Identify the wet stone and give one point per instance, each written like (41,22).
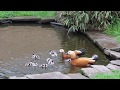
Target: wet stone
(77,76)
(113,67)
(90,72)
(52,75)
(115,62)
(101,68)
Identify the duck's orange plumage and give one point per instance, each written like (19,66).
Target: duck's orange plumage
(64,55)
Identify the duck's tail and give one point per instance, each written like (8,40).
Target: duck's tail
(82,50)
(95,57)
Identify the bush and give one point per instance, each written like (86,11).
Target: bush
(88,20)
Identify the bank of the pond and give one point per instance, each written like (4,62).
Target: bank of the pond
(106,43)
(39,14)
(28,19)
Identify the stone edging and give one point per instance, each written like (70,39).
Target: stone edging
(26,19)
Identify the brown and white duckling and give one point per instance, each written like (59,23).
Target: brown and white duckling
(35,57)
(50,61)
(44,65)
(31,64)
(79,52)
(53,53)
(64,55)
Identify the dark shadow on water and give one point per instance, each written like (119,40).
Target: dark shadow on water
(19,41)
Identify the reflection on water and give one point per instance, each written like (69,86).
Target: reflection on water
(19,41)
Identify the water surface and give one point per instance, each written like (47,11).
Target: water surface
(19,41)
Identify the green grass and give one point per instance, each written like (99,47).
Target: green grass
(114,75)
(114,30)
(40,14)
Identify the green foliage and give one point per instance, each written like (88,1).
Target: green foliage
(114,75)
(114,30)
(88,20)
(41,14)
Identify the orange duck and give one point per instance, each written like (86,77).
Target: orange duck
(83,61)
(63,54)
(79,52)
(74,56)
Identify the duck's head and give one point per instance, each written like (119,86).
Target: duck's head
(70,52)
(68,60)
(61,50)
(81,51)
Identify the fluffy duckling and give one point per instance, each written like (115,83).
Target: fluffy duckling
(50,61)
(72,54)
(44,65)
(64,55)
(79,52)
(31,64)
(53,53)
(35,57)
(83,61)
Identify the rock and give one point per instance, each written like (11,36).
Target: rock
(47,21)
(115,62)
(113,67)
(25,18)
(101,68)
(58,24)
(112,54)
(90,72)
(102,40)
(15,77)
(52,75)
(6,72)
(3,76)
(117,49)
(77,76)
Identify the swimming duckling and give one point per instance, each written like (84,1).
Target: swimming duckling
(53,53)
(72,54)
(35,57)
(31,64)
(44,65)
(84,61)
(80,52)
(64,55)
(50,62)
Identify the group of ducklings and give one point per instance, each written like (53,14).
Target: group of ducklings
(74,57)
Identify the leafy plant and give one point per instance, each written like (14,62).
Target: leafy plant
(87,20)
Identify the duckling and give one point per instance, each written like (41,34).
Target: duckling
(72,54)
(83,61)
(64,55)
(44,65)
(53,53)
(35,57)
(50,62)
(79,52)
(31,64)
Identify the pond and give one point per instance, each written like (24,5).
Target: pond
(19,41)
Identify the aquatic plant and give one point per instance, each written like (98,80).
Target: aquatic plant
(88,20)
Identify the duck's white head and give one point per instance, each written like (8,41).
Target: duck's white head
(70,52)
(61,50)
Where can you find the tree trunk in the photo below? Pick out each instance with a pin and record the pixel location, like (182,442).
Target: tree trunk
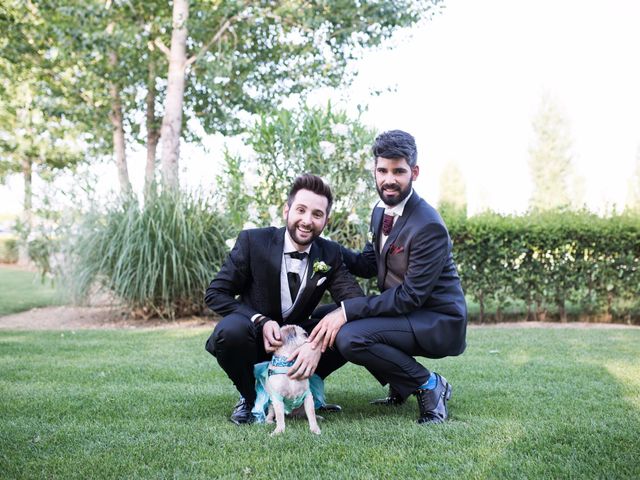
(27,212)
(172,121)
(117,123)
(562,310)
(153,134)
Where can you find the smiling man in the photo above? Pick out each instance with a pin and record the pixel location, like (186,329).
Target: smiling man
(272,277)
(421,310)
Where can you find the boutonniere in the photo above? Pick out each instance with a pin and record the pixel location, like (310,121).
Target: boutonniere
(370,236)
(319,266)
(395,249)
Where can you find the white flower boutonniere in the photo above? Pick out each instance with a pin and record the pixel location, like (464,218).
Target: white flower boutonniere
(321,267)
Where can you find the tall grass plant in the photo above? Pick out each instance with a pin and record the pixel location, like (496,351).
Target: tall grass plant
(158,257)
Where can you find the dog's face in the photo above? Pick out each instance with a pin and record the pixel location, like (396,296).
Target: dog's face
(293,336)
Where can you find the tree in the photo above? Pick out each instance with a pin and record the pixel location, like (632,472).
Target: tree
(33,139)
(223,58)
(453,190)
(550,158)
(285,143)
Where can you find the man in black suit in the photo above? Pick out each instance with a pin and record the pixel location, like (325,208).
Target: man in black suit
(278,276)
(421,310)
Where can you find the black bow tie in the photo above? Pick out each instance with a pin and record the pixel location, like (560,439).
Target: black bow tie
(298,255)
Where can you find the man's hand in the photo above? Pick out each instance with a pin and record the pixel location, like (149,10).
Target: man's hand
(306,361)
(325,332)
(271,336)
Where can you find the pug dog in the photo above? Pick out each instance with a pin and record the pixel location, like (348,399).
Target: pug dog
(285,393)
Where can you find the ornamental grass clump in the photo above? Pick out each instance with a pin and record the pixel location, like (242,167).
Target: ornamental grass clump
(157,258)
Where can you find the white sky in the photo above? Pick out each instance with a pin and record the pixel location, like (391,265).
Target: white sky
(469,83)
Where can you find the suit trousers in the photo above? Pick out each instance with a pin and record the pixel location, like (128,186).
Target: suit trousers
(385,346)
(237,345)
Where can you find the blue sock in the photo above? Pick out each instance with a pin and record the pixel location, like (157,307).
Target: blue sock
(432,382)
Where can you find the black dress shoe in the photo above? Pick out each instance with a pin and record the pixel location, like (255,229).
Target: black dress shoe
(242,412)
(330,408)
(433,403)
(392,398)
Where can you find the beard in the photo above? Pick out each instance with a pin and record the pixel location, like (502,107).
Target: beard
(297,237)
(392,201)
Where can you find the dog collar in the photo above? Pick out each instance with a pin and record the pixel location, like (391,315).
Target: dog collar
(280,361)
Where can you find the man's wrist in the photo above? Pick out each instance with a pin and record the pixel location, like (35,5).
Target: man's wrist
(259,320)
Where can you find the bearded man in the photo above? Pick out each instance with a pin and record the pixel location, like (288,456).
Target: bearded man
(272,277)
(421,310)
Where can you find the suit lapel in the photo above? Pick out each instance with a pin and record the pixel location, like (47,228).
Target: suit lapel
(274,259)
(315,254)
(395,231)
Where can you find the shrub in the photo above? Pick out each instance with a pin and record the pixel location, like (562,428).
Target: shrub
(8,250)
(158,258)
(549,260)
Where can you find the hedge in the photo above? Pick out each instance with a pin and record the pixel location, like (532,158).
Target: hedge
(551,260)
(8,250)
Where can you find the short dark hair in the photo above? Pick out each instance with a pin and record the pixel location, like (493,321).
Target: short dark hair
(313,183)
(396,144)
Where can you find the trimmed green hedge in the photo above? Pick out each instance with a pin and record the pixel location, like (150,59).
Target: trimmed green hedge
(549,261)
(8,250)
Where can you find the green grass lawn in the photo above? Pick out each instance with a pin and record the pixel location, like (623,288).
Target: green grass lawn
(22,290)
(527,403)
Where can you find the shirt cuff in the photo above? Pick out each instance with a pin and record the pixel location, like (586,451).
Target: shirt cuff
(344,311)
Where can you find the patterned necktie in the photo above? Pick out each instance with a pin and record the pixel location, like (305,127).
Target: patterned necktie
(387,224)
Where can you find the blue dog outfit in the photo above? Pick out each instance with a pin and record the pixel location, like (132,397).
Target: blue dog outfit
(280,366)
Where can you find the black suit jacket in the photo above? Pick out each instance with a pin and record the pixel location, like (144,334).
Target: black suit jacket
(252,272)
(417,278)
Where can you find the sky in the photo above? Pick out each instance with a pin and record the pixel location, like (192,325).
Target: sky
(467,85)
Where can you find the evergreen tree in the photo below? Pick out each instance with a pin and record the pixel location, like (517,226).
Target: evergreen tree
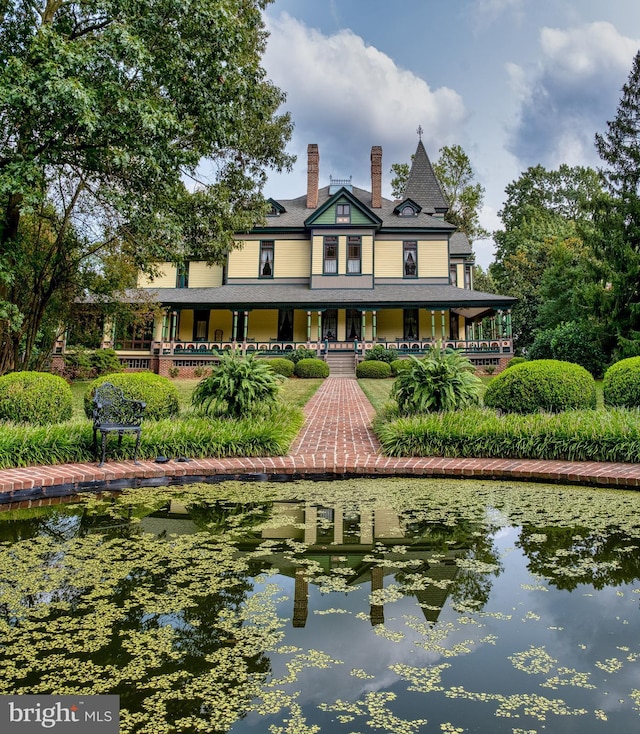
(617,238)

(Exercise description)
Pull every line containing "below" out of the material and copy it.

(Finished task)
Where can you find the tree trunk in the photo below? Pick out each instance with a pin and record the pixel location, like (182,442).
Where can you find the evergreen tree in the photo below? Pick out each instance with a pin and record the pixel location, like (517,226).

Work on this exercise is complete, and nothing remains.